* Written task: Pick out and copy every line below that contains the string "pool". Matches must have the same case.

[begin Records for the task]

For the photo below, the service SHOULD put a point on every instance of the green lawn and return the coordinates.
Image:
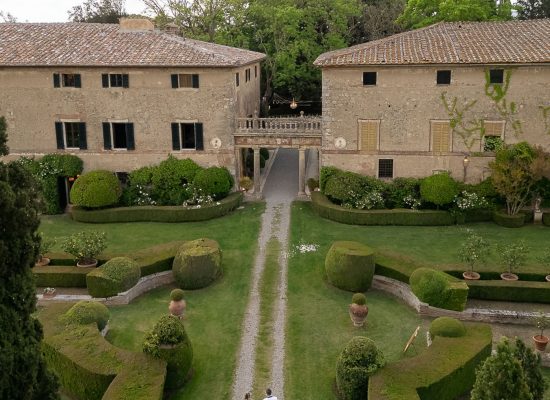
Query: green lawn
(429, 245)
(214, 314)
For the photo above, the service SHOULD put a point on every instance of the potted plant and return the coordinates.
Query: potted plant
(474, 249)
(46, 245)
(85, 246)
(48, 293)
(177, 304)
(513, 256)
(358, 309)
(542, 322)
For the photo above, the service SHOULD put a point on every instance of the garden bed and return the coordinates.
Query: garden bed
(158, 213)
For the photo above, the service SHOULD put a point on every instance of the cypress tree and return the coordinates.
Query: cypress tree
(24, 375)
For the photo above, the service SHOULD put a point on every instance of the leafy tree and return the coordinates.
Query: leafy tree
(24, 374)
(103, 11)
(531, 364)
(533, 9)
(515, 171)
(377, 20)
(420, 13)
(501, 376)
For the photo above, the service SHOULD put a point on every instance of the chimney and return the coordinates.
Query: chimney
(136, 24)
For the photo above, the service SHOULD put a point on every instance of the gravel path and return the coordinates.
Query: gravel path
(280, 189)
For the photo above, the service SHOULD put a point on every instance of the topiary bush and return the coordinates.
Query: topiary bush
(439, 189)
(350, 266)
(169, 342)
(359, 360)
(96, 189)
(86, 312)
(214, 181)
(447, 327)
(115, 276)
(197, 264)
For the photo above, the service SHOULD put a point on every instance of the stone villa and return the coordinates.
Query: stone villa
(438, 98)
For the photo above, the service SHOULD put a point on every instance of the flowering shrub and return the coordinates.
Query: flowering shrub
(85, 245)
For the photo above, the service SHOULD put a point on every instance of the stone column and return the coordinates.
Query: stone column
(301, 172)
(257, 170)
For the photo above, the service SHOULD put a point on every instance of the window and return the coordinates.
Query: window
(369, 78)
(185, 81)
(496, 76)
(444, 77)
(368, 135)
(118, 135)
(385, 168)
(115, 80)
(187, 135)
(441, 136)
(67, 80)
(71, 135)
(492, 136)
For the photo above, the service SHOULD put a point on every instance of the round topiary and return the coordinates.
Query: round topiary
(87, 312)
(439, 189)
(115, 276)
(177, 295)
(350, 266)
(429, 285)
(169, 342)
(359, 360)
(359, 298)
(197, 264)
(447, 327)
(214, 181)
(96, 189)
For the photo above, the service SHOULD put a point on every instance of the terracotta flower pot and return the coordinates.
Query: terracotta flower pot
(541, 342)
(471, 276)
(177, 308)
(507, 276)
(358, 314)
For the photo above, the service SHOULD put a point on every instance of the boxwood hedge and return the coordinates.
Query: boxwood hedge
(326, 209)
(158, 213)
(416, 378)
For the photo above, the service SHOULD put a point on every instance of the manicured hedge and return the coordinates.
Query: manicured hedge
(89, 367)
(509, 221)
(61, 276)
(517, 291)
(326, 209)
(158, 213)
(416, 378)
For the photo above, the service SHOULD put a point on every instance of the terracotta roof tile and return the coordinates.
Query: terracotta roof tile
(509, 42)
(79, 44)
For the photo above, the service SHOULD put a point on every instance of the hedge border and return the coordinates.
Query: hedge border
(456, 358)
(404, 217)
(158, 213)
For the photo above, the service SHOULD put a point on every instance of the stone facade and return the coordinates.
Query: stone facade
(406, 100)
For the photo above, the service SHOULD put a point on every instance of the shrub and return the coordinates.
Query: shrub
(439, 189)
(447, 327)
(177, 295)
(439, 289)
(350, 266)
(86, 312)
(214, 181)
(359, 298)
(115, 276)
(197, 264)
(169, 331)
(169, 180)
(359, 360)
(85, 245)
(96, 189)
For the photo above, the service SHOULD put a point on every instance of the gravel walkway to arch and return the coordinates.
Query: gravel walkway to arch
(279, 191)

[end Records for the task]
[begin Records for the task]

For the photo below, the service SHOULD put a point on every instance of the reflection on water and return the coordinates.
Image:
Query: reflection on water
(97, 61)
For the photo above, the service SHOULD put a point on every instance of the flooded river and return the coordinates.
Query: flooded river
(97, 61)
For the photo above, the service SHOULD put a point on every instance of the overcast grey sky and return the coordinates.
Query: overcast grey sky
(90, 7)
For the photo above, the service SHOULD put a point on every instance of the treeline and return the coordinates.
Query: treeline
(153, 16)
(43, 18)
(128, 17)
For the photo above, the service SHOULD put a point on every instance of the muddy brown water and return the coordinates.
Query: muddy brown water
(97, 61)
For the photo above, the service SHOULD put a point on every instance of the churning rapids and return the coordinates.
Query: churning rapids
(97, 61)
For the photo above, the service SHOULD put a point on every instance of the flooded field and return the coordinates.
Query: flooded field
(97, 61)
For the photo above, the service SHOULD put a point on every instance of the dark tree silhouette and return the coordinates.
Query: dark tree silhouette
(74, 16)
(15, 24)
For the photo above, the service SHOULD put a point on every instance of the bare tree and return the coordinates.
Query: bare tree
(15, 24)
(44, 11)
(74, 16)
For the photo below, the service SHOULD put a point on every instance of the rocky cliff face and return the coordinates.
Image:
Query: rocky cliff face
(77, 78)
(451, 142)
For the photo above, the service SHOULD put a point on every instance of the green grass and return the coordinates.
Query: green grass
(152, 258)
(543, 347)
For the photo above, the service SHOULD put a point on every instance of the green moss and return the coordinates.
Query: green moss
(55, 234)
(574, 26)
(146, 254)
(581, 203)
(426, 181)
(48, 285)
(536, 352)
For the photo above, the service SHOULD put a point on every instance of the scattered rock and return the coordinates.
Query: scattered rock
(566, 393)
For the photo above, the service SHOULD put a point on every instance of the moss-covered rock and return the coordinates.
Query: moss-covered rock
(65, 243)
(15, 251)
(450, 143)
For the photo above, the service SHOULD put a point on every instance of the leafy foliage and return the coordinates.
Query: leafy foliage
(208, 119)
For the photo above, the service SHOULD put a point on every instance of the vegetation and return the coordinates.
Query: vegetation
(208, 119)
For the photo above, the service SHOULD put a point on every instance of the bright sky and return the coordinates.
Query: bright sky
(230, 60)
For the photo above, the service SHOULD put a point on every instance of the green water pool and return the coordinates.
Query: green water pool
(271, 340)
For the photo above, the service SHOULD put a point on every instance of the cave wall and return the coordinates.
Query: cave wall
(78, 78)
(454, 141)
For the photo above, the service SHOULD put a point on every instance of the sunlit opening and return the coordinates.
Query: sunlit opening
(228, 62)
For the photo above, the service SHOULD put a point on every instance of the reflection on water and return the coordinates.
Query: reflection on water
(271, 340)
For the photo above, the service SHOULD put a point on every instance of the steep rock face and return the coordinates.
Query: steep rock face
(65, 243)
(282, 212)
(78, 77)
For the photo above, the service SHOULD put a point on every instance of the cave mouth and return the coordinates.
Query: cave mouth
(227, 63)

[end Records for the task]

* Exercise answer:
For the photo above, the service SHOULD put a point on every instance of the green water pool and return the coordinates.
Query: green water pool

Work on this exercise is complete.